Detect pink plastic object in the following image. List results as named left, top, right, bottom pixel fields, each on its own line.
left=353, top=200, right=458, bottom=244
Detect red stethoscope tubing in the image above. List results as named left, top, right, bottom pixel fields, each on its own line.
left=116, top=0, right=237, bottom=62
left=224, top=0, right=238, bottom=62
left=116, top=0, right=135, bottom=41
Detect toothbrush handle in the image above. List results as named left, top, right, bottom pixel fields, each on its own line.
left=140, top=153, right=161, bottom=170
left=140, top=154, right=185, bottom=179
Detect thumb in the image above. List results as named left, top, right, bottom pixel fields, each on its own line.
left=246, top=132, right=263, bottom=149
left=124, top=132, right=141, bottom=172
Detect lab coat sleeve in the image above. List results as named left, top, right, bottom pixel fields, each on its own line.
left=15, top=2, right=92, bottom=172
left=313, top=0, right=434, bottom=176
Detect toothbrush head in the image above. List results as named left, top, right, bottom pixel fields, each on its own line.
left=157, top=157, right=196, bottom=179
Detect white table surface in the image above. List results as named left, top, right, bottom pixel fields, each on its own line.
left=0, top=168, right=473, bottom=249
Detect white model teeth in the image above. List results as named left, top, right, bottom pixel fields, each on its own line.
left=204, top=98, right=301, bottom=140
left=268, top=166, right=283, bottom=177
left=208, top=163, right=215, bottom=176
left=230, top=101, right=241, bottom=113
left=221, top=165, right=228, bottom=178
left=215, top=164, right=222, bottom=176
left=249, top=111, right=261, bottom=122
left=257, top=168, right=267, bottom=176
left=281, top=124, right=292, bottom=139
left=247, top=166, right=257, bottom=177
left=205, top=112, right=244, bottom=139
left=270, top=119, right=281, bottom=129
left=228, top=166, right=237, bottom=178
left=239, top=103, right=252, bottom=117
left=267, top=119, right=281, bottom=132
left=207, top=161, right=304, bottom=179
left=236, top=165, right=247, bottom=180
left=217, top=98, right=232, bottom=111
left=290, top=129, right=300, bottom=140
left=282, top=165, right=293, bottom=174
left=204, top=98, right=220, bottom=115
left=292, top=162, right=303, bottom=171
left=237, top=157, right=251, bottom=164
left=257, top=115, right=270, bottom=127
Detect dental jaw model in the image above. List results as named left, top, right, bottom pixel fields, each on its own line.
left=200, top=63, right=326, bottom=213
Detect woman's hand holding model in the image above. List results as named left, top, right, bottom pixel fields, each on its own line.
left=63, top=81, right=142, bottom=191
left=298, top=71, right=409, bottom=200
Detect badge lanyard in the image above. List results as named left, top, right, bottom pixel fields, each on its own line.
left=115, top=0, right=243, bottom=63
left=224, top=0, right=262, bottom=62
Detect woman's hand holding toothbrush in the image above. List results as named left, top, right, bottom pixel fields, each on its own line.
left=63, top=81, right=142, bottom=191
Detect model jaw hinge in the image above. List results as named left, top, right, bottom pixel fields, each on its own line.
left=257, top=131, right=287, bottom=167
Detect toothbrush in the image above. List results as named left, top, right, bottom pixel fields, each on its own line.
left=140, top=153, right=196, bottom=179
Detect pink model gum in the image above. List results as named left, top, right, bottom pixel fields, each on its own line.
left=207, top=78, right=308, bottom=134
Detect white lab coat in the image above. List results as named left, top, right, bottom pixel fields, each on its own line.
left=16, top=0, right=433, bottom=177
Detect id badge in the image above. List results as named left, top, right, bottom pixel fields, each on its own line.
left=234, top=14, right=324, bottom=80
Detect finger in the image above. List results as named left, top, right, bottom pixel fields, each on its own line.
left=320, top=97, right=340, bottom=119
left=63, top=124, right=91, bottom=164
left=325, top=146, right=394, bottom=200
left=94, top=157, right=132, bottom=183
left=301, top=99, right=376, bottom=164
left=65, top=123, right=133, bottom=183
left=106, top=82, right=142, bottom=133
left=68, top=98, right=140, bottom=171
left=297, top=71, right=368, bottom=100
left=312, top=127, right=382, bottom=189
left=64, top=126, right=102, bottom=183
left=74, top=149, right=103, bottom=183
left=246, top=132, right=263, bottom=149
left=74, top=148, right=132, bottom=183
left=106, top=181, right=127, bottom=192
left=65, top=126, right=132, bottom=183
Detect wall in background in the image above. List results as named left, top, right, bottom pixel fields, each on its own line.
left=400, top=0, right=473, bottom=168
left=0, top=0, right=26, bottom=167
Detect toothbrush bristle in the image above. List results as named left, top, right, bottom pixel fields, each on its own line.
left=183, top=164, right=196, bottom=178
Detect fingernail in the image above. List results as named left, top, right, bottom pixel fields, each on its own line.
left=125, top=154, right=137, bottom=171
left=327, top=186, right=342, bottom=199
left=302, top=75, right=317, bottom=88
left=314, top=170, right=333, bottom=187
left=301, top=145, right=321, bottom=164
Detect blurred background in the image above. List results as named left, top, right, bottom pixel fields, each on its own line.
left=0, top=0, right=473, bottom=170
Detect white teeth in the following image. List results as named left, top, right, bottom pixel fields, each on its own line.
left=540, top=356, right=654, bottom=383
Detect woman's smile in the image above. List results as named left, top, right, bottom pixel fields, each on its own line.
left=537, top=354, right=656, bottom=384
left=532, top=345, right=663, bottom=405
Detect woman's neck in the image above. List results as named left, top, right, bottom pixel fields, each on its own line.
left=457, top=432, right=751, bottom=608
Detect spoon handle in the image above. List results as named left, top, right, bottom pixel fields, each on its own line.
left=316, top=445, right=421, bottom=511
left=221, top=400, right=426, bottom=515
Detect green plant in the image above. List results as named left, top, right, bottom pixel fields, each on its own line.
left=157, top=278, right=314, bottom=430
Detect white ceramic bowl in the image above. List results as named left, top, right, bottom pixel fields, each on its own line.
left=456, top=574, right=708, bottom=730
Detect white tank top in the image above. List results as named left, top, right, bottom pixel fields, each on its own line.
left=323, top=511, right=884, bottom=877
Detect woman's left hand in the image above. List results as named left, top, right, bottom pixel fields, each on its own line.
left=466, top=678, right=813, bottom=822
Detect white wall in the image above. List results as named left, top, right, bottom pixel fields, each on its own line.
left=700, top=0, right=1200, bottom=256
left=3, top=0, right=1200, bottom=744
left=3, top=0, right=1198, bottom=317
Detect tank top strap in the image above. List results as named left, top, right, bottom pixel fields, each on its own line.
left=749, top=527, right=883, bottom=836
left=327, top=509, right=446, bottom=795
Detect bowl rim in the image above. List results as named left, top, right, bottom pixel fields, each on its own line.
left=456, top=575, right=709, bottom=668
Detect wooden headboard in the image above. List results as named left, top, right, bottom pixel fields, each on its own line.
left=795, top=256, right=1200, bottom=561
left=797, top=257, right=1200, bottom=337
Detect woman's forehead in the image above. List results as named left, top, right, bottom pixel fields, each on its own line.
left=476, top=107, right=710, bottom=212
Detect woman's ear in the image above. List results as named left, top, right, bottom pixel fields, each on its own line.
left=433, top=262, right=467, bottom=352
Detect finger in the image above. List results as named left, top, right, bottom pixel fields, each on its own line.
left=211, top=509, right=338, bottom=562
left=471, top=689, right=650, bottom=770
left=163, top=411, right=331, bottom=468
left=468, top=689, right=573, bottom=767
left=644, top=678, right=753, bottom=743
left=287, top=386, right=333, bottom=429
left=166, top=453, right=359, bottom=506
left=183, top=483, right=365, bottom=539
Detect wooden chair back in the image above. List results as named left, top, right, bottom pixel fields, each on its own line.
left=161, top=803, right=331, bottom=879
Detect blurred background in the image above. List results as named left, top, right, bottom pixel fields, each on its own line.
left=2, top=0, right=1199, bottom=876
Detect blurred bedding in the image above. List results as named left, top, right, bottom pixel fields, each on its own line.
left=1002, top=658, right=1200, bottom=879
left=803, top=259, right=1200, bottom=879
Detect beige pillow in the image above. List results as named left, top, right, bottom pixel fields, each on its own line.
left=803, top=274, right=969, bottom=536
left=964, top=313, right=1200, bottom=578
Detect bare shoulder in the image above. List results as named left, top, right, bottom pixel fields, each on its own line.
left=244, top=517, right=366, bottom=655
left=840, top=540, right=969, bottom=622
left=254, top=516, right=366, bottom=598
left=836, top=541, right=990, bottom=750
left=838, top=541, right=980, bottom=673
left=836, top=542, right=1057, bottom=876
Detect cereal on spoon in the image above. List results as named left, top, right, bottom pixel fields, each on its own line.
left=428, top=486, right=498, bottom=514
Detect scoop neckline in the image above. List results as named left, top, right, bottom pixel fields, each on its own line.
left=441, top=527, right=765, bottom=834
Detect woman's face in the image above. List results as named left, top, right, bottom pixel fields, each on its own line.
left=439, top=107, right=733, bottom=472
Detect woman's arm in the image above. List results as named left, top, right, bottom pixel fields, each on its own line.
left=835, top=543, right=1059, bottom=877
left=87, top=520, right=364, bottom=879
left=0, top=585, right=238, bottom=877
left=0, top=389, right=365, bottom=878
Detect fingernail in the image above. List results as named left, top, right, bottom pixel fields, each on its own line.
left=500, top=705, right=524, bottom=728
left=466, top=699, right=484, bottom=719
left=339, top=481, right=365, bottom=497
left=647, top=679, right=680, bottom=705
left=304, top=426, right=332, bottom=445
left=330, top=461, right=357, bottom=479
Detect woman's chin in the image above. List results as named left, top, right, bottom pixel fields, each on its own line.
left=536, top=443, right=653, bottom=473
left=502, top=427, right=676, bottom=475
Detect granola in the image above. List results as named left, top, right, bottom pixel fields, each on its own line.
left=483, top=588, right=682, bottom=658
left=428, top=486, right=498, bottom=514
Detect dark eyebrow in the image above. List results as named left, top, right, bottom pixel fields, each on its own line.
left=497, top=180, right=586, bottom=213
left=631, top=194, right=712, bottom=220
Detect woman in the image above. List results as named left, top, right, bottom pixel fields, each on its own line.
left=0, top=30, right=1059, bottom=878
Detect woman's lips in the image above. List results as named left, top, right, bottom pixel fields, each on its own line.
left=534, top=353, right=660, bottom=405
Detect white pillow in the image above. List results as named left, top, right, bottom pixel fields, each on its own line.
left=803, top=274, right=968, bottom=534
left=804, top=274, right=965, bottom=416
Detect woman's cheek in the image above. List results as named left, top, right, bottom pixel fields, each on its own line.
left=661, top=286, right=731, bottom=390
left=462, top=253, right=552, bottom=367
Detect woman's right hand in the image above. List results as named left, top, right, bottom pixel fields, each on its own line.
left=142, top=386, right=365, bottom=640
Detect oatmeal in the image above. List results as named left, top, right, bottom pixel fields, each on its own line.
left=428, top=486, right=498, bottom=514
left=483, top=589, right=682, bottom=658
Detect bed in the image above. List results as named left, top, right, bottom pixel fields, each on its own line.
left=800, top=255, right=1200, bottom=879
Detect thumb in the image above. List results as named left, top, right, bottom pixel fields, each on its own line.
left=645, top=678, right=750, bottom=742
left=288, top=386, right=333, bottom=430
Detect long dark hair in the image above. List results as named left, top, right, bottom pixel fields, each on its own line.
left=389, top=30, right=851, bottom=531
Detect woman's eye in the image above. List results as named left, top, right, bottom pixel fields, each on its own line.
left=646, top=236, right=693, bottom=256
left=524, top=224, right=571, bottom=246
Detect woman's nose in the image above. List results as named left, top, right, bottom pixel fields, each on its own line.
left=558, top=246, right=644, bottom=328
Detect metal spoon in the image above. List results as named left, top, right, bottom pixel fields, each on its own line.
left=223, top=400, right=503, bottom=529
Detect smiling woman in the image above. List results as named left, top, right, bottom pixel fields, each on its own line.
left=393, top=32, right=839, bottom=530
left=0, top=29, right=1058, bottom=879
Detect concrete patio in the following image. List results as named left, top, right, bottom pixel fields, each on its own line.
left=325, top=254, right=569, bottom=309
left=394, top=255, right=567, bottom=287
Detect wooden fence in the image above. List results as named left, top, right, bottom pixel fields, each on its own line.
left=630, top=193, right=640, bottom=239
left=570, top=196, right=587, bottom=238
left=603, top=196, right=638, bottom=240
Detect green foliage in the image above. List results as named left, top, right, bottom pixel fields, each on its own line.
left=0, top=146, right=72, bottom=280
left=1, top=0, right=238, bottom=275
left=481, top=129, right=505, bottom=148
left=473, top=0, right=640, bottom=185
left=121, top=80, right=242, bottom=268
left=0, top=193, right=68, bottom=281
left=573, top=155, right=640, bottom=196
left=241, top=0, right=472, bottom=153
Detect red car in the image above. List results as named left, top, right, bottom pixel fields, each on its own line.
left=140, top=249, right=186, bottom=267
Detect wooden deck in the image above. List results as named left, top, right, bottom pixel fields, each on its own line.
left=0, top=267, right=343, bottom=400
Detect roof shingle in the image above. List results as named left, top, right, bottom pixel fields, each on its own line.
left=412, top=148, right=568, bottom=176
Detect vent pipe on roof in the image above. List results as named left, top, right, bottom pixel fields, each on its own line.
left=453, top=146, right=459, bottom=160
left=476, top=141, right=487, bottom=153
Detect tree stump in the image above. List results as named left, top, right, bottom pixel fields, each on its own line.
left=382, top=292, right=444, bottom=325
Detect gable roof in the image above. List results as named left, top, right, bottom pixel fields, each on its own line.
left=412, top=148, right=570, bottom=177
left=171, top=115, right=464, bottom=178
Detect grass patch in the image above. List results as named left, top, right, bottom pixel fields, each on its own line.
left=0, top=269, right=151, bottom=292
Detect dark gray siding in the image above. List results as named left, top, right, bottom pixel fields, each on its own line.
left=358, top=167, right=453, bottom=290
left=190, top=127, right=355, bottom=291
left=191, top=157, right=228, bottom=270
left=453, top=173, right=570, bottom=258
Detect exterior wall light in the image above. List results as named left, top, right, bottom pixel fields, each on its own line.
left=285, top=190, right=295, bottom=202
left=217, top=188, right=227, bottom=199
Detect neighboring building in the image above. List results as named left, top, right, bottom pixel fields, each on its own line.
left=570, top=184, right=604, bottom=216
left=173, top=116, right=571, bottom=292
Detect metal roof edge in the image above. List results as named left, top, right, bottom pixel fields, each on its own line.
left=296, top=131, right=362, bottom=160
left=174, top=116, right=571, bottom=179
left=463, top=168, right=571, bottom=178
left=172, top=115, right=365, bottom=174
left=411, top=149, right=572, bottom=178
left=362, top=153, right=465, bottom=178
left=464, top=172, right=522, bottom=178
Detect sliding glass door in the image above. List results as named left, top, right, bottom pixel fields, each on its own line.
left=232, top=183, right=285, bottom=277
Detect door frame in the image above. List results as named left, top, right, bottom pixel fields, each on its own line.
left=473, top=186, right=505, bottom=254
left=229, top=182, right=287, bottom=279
● ● ● ● ●
**Assignment:**
Only exact copies of the lines from the one containing "Detect metal roof" to the end of the records belong in the answer.

**Exercise answer:**
Detect metal roof edge in the image above. List results as named left, top, right, bottom pixel fields, each on its own line.
left=296, top=131, right=362, bottom=160
left=174, top=116, right=571, bottom=179
left=463, top=168, right=571, bottom=178
left=172, top=115, right=365, bottom=174
left=411, top=149, right=572, bottom=178
left=362, top=153, right=465, bottom=178
left=464, top=172, right=522, bottom=178
Detect sliding glass door in the image above. List results as named left, top, right, bottom pixel fields, each on its own line.
left=232, top=183, right=285, bottom=277
Detect door frame in the image above. List results as named left, top, right, bottom pixel fields, each on its own line.
left=473, top=186, right=505, bottom=254
left=229, top=182, right=287, bottom=279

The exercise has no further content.